## [Work required]
A complete and exact copy of the entries below is the expected result.
☆ ☆ ☆ ☆ ☆ ☆ ☆
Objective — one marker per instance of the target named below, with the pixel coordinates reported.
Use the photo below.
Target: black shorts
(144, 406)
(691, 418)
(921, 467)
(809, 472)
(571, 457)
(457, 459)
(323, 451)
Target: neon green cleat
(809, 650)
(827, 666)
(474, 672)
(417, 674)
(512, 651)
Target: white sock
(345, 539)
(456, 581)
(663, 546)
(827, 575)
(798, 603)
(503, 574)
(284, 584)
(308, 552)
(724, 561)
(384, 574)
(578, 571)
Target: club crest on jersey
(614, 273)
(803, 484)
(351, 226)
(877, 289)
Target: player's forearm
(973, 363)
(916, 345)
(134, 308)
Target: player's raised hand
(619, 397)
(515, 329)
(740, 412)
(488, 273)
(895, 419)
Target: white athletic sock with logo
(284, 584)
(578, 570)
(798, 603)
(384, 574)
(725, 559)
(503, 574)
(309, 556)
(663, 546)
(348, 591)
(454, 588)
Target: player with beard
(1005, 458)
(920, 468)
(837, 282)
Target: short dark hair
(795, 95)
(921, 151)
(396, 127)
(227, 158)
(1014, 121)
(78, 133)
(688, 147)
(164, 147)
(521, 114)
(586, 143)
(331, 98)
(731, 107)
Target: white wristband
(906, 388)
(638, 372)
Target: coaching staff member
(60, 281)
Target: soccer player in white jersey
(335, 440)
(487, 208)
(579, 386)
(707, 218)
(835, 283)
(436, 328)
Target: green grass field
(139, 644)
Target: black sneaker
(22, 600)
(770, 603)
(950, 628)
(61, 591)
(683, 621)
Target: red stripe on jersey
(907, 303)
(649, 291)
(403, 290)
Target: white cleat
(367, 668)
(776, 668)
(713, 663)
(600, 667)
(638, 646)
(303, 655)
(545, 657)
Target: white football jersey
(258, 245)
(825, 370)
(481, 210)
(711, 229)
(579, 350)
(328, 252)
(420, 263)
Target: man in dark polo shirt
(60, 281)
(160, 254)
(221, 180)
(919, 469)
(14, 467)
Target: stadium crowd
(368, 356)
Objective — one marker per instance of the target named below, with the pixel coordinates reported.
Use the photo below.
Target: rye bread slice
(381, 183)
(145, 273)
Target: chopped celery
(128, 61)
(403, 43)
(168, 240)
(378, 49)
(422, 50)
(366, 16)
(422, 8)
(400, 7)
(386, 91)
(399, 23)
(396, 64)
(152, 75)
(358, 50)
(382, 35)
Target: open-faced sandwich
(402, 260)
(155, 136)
☆ ☆ ☆ ☆ ☆ ☆ ☆
## [Answer to this problem]
Objective — one marker per instance of the target named below, with the pixel coordinates reported.
Use the photo below.
Target: black shorts
(144, 406)
(691, 418)
(921, 467)
(809, 472)
(571, 457)
(457, 459)
(323, 451)
Target: neon green cleat
(809, 650)
(827, 666)
(474, 672)
(417, 674)
(512, 651)
Target: white sock
(345, 539)
(456, 581)
(663, 546)
(827, 575)
(798, 603)
(503, 574)
(284, 584)
(308, 552)
(724, 561)
(384, 574)
(578, 571)
Target: club crest on jersey
(614, 273)
(803, 484)
(351, 226)
(877, 289)
Target: player's forearm
(973, 363)
(916, 345)
(134, 308)
Target: player's raised hand
(619, 397)
(515, 329)
(740, 412)
(488, 273)
(895, 419)
Target: white athletic sock with logo
(284, 584)
(578, 570)
(798, 603)
(384, 574)
(725, 559)
(503, 574)
(309, 556)
(663, 546)
(348, 591)
(454, 588)
Target: player with beard
(1005, 458)
(920, 468)
(837, 282)
Target: short dark hair
(795, 95)
(921, 151)
(396, 127)
(227, 158)
(1014, 121)
(78, 133)
(688, 147)
(164, 147)
(521, 114)
(586, 143)
(331, 98)
(731, 107)
Target: white wristband
(906, 388)
(638, 372)
Target: coaching staff member
(60, 281)
Target: soccer player in white jersey
(335, 440)
(487, 208)
(579, 386)
(707, 218)
(835, 283)
(436, 328)
Target: green grass field
(139, 644)
Target: black sneaker
(22, 600)
(770, 603)
(950, 628)
(61, 591)
(683, 621)
Target: red stripe on jersey
(907, 303)
(649, 291)
(403, 290)
Target: white cleat
(367, 668)
(776, 668)
(713, 663)
(600, 667)
(638, 646)
(303, 655)
(545, 657)
Target: white football jersey
(258, 245)
(825, 370)
(481, 210)
(711, 229)
(579, 350)
(328, 252)
(420, 263)
Target: man in dark polo shirt
(60, 281)
(160, 254)
(221, 180)
(919, 469)
(14, 467)
Target: stadium crowd
(368, 356)
Objective — one marker per instance of the target named below, with the pixel coordinates reported.
Use the photo below.
Target: rye bread slice
(381, 183)
(145, 273)
Target: chopped celery
(128, 61)
(403, 43)
(168, 240)
(378, 49)
(422, 50)
(366, 16)
(422, 8)
(400, 7)
(386, 91)
(399, 23)
(396, 64)
(152, 75)
(358, 50)
(382, 35)
Target: open-faced sandwich
(402, 260)
(155, 136)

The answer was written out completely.